- [SOURCE EXTRACT]
===============
I am a newbie who is self-teaching R. However, I have run into an issue I can't seem to get an answer to.
I have a data frame (df1) with approximately 40 variables and 300 observations. I have run PCA (prcomp(df1)) on it and then turned the pca$scores into a data-frame (df2).
What I want to do now is take the df2 and select data from the df2 by using the values in the first two columns. So if entries in column 1 are between -2 and 2 and values in column 2 are between -5 to 5, I want all of the data in the rows and columns placed into another table.
The reason for this is I want to run PCA again on a subset of the original PCAs data. So I have from the individuals' plots found a cluster of data that is contained within certain PC1 and PC2 corrdinates. See attached graphic.
I am trying to reproduce the double PCA technique discussed in the following paper - "Statistical evaluation of elemental concentrations in shallow-marine deposits (Cretaceous, Lusitanian Basin)" Coimbra et al., 2017.
===============
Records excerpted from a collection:

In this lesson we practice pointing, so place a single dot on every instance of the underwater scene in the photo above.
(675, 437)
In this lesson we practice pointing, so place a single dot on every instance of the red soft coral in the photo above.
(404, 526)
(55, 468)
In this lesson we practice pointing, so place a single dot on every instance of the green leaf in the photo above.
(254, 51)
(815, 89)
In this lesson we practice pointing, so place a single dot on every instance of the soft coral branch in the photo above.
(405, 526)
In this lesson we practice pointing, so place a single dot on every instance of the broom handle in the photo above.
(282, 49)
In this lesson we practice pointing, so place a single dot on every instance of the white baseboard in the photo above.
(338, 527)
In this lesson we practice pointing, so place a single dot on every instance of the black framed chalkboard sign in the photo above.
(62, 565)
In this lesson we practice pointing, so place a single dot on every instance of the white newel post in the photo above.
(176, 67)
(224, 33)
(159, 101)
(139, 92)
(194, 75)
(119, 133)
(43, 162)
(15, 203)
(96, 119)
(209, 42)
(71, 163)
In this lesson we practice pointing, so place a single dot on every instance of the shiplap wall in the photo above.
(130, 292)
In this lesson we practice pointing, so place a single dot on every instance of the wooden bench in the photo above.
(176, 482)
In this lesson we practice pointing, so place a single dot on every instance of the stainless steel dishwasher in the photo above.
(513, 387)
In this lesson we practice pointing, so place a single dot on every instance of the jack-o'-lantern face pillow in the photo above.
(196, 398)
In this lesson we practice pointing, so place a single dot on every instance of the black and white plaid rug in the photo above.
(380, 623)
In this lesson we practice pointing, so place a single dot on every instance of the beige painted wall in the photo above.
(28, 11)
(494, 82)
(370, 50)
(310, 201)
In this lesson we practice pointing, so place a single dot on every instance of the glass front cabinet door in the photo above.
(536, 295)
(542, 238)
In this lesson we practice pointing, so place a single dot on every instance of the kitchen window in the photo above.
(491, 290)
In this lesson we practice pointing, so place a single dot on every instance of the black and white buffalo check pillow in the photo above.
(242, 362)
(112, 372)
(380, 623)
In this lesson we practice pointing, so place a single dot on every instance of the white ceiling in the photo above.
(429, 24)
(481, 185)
===============
- [LIST OF TASKS]
• A. Translate this sentence from the R PCA forum post into Spanish: "I have a data frame (df1) with approximately 40 variables and 300 observations."
• B. Carry on the R PCA forum post from its final sentence.

- [EXPECTED RESPONSES]
• A. Tengo un data frame (df1) con aproximadamente 40 variables y 300 observaciones.

• B.
Please see the FAQ: What's a reproducible example (`reprex`) and how do I do one? Using a reprex, complete with representative data will attract quicker and more answers. It can be really difficult reverse engineering a question from just a description, and screenshots are usually not helpful.
This appears to be a clustering and subsetting question. Have you thought about running a kmeans? Based on your plot you might expect 3 distinct clusters. You can then add the clustering results as an additional vector to your original data frame to then subset on the cluster you wish to perform a pca on.
Example code:
clusters <- kmeans(data, 3)
# Save the cluster number in the dataset as column 'clusters'
data$clusters <- as.factor(clusters$cluster)
#Filter data on cluster 2 using tidyverse
cluster <- data %>%
filter(clusters == "2")